(Position annotation records)

(begin)

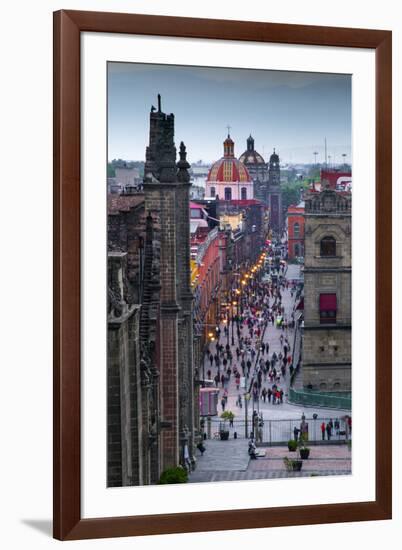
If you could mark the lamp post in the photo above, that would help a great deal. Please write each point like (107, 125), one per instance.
(246, 400)
(233, 321)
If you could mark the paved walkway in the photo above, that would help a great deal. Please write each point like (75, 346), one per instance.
(225, 456)
(229, 461)
(272, 336)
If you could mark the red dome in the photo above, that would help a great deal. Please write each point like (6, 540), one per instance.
(228, 168)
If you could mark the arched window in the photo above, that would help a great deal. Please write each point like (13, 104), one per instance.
(328, 246)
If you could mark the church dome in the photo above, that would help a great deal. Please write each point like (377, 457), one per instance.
(228, 168)
(250, 155)
(274, 157)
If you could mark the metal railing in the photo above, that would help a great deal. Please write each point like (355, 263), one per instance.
(319, 399)
(279, 432)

(end)

## WHAT IS BEING ASKED
Rewrite every one of the records above with "mark" changed to "locate" wherever it occurs and everything else left as it is. Leave the pictures out.

## SOLUTION TO THIS PROBLEM
If you could locate the lamp post in the photo above, that would help a great deal. Please write each point like (107, 125), one per instance.
(246, 400)
(233, 321)
If you could locate the paved walkway in the photo above, that would help a great deal. Please write each point like (75, 346), one per instance.
(225, 456)
(229, 461)
(272, 336)
If you could locate the red dome in the photo above, that would help a great deal. Please write each point like (6, 540), one per instance.
(228, 168)
If you could locate the arched window in the photo above, that would help a great deal. Please write each point like (13, 104), one per instance.
(328, 246)
If you could locate the church dome in the photo above, that would help a great deal. Please write each point like (377, 457), one per instance.
(228, 168)
(250, 155)
(274, 157)
If you could locate the metal railing in the photo above, that would help a great deal. Please write each point like (355, 263), one per instance.
(319, 399)
(279, 432)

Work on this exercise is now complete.